» **Task input**:
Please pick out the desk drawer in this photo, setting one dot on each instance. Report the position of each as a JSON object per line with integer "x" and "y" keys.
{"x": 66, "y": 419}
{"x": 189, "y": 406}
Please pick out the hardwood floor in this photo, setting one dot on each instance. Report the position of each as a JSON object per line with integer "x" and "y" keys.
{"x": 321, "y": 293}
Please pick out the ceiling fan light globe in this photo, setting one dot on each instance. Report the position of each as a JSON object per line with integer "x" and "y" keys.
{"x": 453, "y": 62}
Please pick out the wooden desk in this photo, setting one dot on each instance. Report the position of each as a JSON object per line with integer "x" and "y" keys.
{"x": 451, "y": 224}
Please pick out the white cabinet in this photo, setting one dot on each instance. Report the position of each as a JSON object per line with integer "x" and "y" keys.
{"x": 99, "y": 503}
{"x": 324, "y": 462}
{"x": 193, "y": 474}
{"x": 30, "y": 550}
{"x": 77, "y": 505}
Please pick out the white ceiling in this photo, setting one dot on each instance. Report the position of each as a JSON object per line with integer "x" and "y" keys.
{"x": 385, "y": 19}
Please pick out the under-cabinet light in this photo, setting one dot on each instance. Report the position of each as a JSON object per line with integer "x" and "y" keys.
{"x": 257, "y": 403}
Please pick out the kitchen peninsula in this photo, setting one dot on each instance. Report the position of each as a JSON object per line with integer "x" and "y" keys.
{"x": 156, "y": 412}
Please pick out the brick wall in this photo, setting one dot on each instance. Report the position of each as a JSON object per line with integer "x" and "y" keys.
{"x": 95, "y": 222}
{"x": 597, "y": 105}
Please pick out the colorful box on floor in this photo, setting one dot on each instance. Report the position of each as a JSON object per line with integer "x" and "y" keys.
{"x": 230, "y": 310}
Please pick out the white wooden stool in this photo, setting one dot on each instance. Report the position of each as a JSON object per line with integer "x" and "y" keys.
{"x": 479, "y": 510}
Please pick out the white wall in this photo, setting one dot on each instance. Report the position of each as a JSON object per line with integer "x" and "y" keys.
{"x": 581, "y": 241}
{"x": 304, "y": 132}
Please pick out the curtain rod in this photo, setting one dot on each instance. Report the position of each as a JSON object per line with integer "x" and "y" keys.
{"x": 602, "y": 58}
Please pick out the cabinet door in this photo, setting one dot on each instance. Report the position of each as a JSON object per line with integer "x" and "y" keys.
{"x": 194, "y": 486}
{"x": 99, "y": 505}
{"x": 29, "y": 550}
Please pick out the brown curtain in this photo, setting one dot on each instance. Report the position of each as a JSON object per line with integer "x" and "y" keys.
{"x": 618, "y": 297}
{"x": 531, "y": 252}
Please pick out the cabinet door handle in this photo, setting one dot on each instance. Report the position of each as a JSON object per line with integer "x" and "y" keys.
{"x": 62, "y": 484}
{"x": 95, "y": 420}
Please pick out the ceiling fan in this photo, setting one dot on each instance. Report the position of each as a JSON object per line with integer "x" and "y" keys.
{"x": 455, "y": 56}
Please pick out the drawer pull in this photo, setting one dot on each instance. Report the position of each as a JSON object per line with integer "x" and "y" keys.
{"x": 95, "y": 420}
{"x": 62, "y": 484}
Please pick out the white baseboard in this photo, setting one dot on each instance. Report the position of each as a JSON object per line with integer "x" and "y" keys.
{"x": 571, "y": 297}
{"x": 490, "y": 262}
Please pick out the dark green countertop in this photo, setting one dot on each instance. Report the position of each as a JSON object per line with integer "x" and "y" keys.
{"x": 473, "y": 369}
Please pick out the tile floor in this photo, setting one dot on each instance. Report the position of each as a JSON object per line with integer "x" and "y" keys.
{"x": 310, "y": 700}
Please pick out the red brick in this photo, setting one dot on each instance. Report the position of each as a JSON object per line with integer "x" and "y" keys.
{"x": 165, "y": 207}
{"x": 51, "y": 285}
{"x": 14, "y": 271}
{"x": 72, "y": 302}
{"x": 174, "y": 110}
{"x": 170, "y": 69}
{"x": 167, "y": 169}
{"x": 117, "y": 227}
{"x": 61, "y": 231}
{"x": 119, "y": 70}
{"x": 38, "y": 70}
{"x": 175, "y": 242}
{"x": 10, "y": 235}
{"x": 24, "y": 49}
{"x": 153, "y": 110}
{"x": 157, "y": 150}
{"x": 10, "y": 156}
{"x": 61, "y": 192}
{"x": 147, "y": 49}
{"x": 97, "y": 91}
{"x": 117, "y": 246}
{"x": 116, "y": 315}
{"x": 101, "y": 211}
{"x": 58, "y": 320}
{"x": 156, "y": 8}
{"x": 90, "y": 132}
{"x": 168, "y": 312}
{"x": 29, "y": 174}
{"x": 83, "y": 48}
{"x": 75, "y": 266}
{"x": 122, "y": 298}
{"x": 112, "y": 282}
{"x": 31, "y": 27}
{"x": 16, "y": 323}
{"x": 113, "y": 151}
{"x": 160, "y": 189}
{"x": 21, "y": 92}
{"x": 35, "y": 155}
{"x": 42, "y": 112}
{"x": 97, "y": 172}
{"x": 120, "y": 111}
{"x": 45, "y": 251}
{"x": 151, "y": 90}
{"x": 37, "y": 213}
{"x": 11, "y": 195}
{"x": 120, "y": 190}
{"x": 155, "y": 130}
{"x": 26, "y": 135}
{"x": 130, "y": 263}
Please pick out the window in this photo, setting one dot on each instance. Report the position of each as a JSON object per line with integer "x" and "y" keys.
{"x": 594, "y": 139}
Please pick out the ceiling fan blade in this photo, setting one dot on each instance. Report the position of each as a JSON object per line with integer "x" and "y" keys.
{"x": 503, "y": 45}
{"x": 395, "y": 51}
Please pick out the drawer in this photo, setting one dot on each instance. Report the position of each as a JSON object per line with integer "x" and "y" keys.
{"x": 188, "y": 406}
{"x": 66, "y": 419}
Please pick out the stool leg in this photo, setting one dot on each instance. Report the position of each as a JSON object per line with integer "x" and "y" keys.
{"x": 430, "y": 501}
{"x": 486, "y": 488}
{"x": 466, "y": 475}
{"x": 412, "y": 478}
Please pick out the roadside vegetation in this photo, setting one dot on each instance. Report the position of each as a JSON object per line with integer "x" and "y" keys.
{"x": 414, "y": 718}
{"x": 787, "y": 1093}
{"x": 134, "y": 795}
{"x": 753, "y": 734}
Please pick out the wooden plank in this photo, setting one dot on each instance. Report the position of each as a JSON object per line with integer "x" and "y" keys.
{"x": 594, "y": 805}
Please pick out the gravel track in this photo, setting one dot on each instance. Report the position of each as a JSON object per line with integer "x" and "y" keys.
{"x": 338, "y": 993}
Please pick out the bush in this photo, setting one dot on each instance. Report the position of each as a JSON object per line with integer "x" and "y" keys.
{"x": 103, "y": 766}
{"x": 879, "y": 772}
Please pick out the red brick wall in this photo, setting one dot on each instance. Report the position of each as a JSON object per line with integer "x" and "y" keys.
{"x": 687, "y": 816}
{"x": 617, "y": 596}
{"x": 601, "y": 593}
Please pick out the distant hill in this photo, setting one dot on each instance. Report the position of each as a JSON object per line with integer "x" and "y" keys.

» **Assignment**:
With no word added or dropped, repeat the entire listing.

» **Completed task**:
Please pick out the desk drawer in this photo, setting one dot on each instance. Report the position of each as a JSON object per line with integer "x" and "y" keys.
{"x": 66, "y": 419}
{"x": 189, "y": 406}
Please pick out the hardwood floor in this photo, setting one dot on each instance. Report the position of each as a JSON object per line with integer "x" and "y" keys.
{"x": 321, "y": 293}
Please pick out the ceiling fan light globe in this photo, setting one dot on each instance. Report the position of each as a JSON object per line with integer "x" and "y" keys.
{"x": 453, "y": 62}
Please pick out the wooden desk in this photo, setting one dot on each instance. Report the position of each as a JSON object per line with integer "x" and "y" keys.
{"x": 451, "y": 224}
Please pick out the white cabinet in this photo, setting one dot on each instance. Report the position of each as a JSON object per line with integer "x" and "y" keys.
{"x": 99, "y": 503}
{"x": 324, "y": 462}
{"x": 193, "y": 474}
{"x": 30, "y": 550}
{"x": 77, "y": 505}
Please pick out the white ceiling in this photo, setting one dot on each instance. Report the position of each as a JSON object per line with integer "x" and "y" keys.
{"x": 385, "y": 19}
Please pick out the under-cabinet light in this photo, setting one dot on each instance. Report the position of each as a JSON object per line with integer "x" and "y" keys.
{"x": 257, "y": 403}
Please pick out the kitchen peninsula in this photo, setting one dot on each instance. Report the position of each as a JSON object per line with integer "x" and "y" keys.
{"x": 156, "y": 412}
Please pick out the brick wall in this photo, setting one dot on each instance. Report the position of each as a JSON object per line with integer "x" and "y" keys.
{"x": 95, "y": 222}
{"x": 597, "y": 105}
Please pick out the colorful box on floor in this photo, setting one dot on each instance. Report the position of each as a JSON object per line with integer "x" and "y" keys.
{"x": 230, "y": 310}
Please pick out the white wooden stool in this photo, setting one dot on each instance. Report the position of each as a JSON object per line with integer "x" and "y" keys.
{"x": 479, "y": 510}
Please pick out the white wall in this photo, setting one dot on each instance. Report the position of each as a JSON object per line with integer "x" and "y" keys.
{"x": 581, "y": 241}
{"x": 304, "y": 132}
Please pick out the curtain rod in this photo, setting one dot on each instance. Report the position of each as a JSON object per line with integer "x" and "y" keys.
{"x": 602, "y": 58}
Please pick out the cabinet door in this photo, setting one dot on each instance. Report the position of each as a JSON object per line with integer "x" and "y" keys.
{"x": 194, "y": 486}
{"x": 99, "y": 505}
{"x": 29, "y": 550}
Please pick out the brown curtain in this photo, setting one dot on each instance. Report the position of each as a JSON object per line with integer "x" and "y" keys.
{"x": 618, "y": 297}
{"x": 531, "y": 252}
Please pick out the cabinet door handle in this photo, setting one dot on each instance. Report the position of each as a JSON object per line with integer "x" and "y" keys.
{"x": 62, "y": 484}
{"x": 95, "y": 420}
Please pick out the ceiling fan in this photo, setting one dot on each instance. Report the position of each as a JSON object per line with integer "x" and "y" keys.
{"x": 455, "y": 56}
Please pick out the drawer pull in this photo, setting one dot on each instance. Report the position of each as a JSON object per line with integer "x" and "y" keys.
{"x": 95, "y": 420}
{"x": 62, "y": 484}
Please pick out the white baseboard in this photo, setting one dot on each instance. Report the position of each as a JSON object per line with integer "x" and "y" keys.
{"x": 571, "y": 297}
{"x": 490, "y": 262}
Please pick out the dark green countertop in this photo, setting one dot on each instance. Report the position of each as a JSON object per line with integer "x" and "y" keys.
{"x": 473, "y": 369}
Please pick out the tile floor in this photo, setting one dot on each instance. Report the position of each as a JSON object per line with integer "x" and "y" keys.
{"x": 310, "y": 700}
Please pick out the red brick in this photo, setting one dot on each instance. Report the position of each as a JSON object per line with integer "x" and "y" keys.
{"x": 165, "y": 207}
{"x": 51, "y": 285}
{"x": 14, "y": 271}
{"x": 72, "y": 302}
{"x": 174, "y": 110}
{"x": 170, "y": 69}
{"x": 167, "y": 169}
{"x": 117, "y": 227}
{"x": 61, "y": 231}
{"x": 119, "y": 70}
{"x": 38, "y": 70}
{"x": 175, "y": 242}
{"x": 10, "y": 235}
{"x": 24, "y": 49}
{"x": 153, "y": 110}
{"x": 157, "y": 150}
{"x": 10, "y": 156}
{"x": 61, "y": 192}
{"x": 147, "y": 49}
{"x": 97, "y": 91}
{"x": 117, "y": 246}
{"x": 116, "y": 315}
{"x": 101, "y": 211}
{"x": 58, "y": 320}
{"x": 156, "y": 8}
{"x": 90, "y": 132}
{"x": 168, "y": 312}
{"x": 29, "y": 174}
{"x": 83, "y": 48}
{"x": 75, "y": 266}
{"x": 122, "y": 298}
{"x": 112, "y": 282}
{"x": 31, "y": 27}
{"x": 16, "y": 323}
{"x": 113, "y": 151}
{"x": 160, "y": 189}
{"x": 21, "y": 92}
{"x": 35, "y": 155}
{"x": 42, "y": 112}
{"x": 97, "y": 172}
{"x": 120, "y": 111}
{"x": 45, "y": 251}
{"x": 151, "y": 90}
{"x": 37, "y": 213}
{"x": 11, "y": 195}
{"x": 120, "y": 190}
{"x": 155, "y": 130}
{"x": 26, "y": 135}
{"x": 130, "y": 263}
Please pick out the window in this photo, setting one dot on each instance. Report the position of each as a JSON object per line with integer "x" and "y" keys.
{"x": 594, "y": 139}
Please pick out the ceiling fan blade in this photo, setting one dot on each instance. Report the position of each as a JSON object per line with integer "x" and "y" keys.
{"x": 503, "y": 45}
{"x": 395, "y": 51}
Please pick out the drawer in this photo, setting one dot on each instance. Report the position of each as a JSON object per line with integer "x" and "y" keys.
{"x": 188, "y": 406}
{"x": 66, "y": 419}
Please pick out the stool leg in this photo, setting one dot on each instance. Report the position of each as a JSON object per line with integer "x" and "y" keys.
{"x": 430, "y": 501}
{"x": 486, "y": 488}
{"x": 466, "y": 475}
{"x": 412, "y": 478}
Please pick out the roadside vegetation in this photo, setting one dot on each instance. Report the position of each as a JSON object per line with integer "x" and "y" keys.
{"x": 414, "y": 718}
{"x": 787, "y": 1093}
{"x": 134, "y": 795}
{"x": 753, "y": 734}
Please pick out the wooden plank in this photo, setting one dot on each instance. Report the position of each as a JSON object per line with integer "x" and "y" keys.
{"x": 594, "y": 805}
Please pick out the gravel track in this photo, setting one dot on each instance. Report the position of each as a JSON object per line with integer "x" and "y" keys.
{"x": 338, "y": 993}
Please pick out the bush in this photo, setting one dot on each instance. Report the position of each as a JSON object per line with integer "x" and "y" keys.
{"x": 103, "y": 766}
{"x": 879, "y": 772}
Please pick out the red brick wall in this photo, setting one dot on each instance. Report the position of each as a JSON object per line with integer "x" and "y" keys.
{"x": 687, "y": 816}
{"x": 617, "y": 596}
{"x": 601, "y": 593}
Please pick out the distant hill in this photo, setting one dot on each instance. Report the position of each as a JSON object per line with integer "x" and "y" keys.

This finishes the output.